- [REQUIREMENT] Report how many lines of the material contain the string "adirondack". Match case exactly, and give only the number.

- [RECORDS FOR THIS TASK]
▼
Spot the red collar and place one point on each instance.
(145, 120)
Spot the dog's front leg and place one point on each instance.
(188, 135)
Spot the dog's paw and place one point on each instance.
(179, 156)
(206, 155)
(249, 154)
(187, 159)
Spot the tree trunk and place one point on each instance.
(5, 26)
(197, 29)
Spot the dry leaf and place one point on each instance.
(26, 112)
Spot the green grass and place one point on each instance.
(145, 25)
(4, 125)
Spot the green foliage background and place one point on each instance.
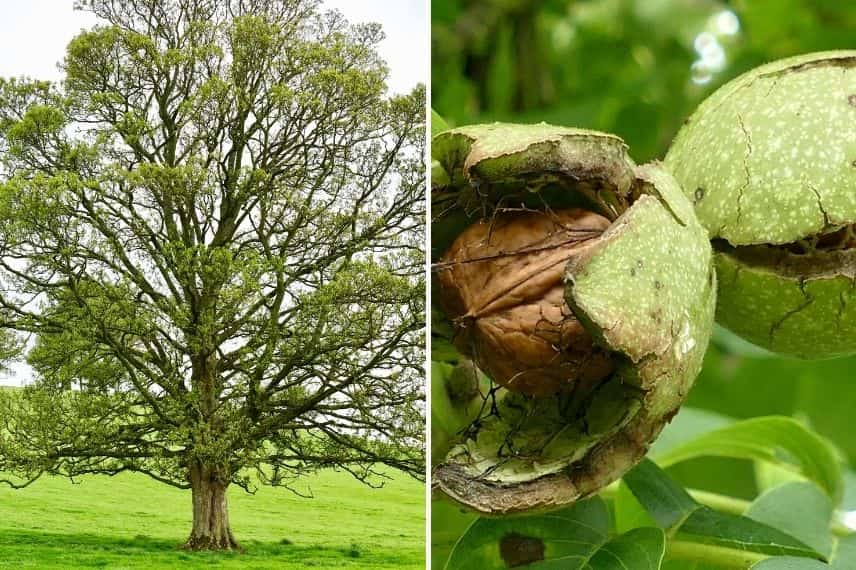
(626, 67)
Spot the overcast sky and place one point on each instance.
(34, 33)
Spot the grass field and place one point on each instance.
(130, 521)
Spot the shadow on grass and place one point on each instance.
(34, 549)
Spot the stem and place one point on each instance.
(719, 556)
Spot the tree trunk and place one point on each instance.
(211, 529)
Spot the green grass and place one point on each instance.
(130, 521)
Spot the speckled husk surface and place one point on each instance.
(769, 159)
(644, 291)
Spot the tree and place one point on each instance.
(212, 229)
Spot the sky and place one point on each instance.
(34, 33)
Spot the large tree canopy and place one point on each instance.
(211, 232)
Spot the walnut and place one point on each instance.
(501, 284)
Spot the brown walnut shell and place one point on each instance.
(501, 285)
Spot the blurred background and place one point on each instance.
(637, 68)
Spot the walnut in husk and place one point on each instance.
(501, 283)
(582, 285)
(769, 162)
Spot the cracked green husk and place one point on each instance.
(770, 159)
(645, 291)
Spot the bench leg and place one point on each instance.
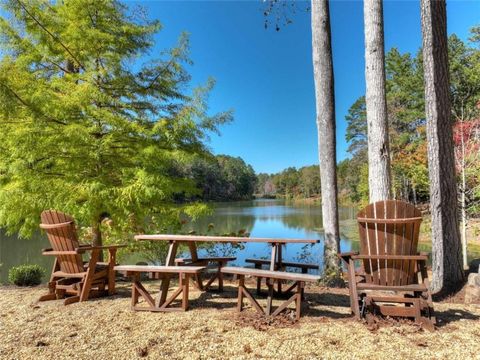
(298, 307)
(269, 296)
(184, 284)
(259, 280)
(241, 285)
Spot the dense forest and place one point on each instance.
(406, 116)
(221, 178)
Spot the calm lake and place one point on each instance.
(260, 218)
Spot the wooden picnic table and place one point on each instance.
(192, 240)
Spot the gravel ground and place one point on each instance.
(106, 328)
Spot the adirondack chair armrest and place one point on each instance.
(347, 255)
(390, 257)
(103, 247)
(56, 226)
(56, 253)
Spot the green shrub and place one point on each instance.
(26, 275)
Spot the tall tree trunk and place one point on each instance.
(448, 274)
(463, 202)
(379, 181)
(97, 236)
(325, 102)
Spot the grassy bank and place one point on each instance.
(107, 329)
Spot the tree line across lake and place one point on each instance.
(407, 133)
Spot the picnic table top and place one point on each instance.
(231, 239)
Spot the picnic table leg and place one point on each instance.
(273, 258)
(268, 311)
(279, 266)
(194, 256)
(172, 253)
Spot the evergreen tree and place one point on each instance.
(87, 127)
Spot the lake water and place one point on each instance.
(260, 218)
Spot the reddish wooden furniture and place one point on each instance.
(70, 274)
(192, 240)
(299, 281)
(390, 262)
(184, 273)
(217, 262)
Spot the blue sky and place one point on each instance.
(266, 76)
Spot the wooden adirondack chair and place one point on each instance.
(393, 279)
(70, 274)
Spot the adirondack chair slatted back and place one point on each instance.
(389, 227)
(63, 238)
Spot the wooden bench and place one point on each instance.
(298, 279)
(258, 263)
(220, 262)
(184, 273)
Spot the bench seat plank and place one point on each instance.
(411, 287)
(280, 275)
(284, 263)
(161, 269)
(206, 259)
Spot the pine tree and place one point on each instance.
(87, 126)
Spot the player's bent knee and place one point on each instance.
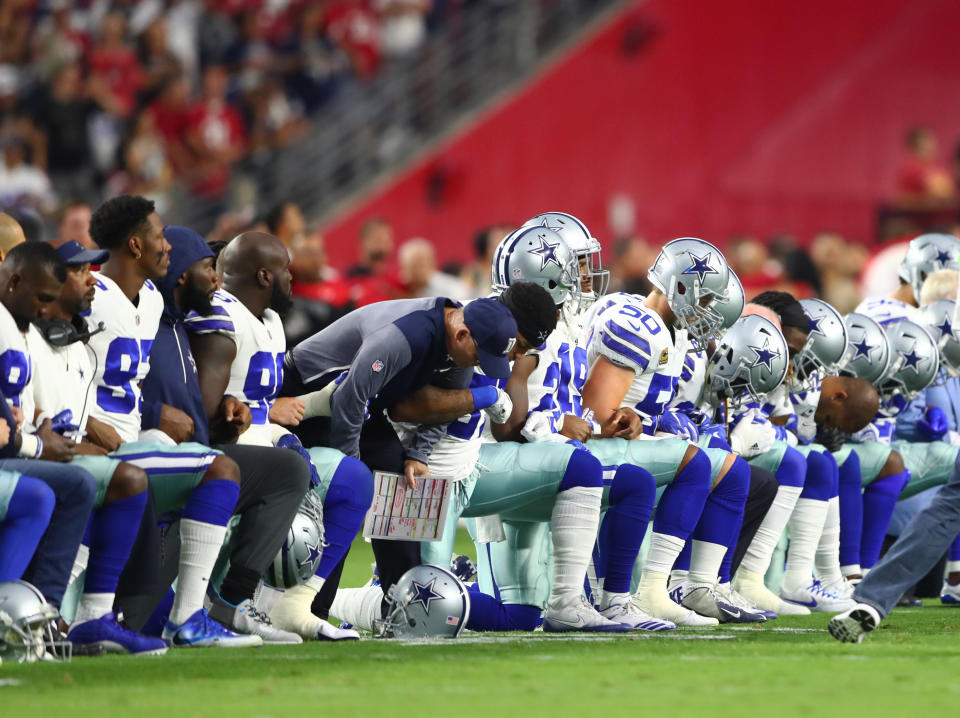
▲
- [ANSWER FOR THIS EXERCISE] 3